* begin Document extract *

The media better watch out! If they keep pushing us, we will push back. And I don't think the media wants hundreds of thousands of moms with a single purpose on their minds. It could get ugly.

Kimberly T.

One of the BEST pieces of advice when I was pregnant and super stressing about how successful I was going to be at breastfeeding, because it really meant the world to me, was, "Do you remember how you were fed as a baby? Does it effect you now? Did effect you in the past? Just do the best you can and at the end of the day, all that matters is that you baby is happy and healthy." I, thankfully, was a very successful with my son at breastfeeding. He weaned himself at 16 months. But that advice gave me such piece of mind that it really effected a lot of the other parenting decisions I've chosen to make. At the end of the day, most moms do the absolute best they can with no map or blue print to follow, even if they're not first time moms. I've been consistent in all of my parenting choices, but as my son grows, I've noticed that he is who is he is despite a lot of my best mothering efforts. Do I regret my choices? No. But I am super thankful for the advice that reminds me everyday that all that matters is you're doing the best you can.

A shout out to whoever that awesome lady was =]

FishyGirl

Exactly.

girlsmama

Amen,sister.

* end Document extract *
* begin Extracted material *

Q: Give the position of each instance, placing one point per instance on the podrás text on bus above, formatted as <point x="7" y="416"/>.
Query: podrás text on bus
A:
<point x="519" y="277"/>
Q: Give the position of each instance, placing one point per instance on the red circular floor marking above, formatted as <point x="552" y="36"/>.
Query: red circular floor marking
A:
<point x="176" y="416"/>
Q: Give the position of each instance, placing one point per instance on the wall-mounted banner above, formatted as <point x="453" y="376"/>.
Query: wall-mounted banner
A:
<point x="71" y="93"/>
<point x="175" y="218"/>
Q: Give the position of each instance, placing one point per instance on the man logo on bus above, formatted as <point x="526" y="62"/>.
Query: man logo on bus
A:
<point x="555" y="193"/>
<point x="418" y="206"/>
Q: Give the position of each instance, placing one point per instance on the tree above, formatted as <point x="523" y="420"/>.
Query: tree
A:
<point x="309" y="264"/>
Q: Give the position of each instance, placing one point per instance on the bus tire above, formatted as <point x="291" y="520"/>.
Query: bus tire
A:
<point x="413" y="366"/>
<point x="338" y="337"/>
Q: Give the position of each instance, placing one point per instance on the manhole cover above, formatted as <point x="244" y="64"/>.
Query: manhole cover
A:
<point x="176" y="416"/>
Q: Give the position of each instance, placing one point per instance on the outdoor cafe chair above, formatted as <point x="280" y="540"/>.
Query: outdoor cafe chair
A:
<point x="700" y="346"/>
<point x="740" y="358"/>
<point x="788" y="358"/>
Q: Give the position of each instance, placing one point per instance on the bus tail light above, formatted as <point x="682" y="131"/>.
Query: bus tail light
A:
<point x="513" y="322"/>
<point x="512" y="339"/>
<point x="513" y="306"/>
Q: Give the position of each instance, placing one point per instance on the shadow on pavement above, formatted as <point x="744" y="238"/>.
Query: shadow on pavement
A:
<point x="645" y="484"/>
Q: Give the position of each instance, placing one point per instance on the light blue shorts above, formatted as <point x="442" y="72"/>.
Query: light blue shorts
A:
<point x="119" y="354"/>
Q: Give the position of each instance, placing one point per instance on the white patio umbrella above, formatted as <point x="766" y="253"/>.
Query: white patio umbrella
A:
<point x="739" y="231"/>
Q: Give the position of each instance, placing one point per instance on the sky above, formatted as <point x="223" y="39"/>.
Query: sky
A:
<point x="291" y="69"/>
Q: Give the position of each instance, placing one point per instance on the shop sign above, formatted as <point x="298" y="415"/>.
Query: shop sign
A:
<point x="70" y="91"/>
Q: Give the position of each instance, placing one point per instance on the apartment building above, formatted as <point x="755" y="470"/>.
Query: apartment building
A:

* end Extracted material *

### Work instructions
In the comment thread on parenting, at what age did Kimberly T.'s son wean himself?

### Correct output
At 16 months.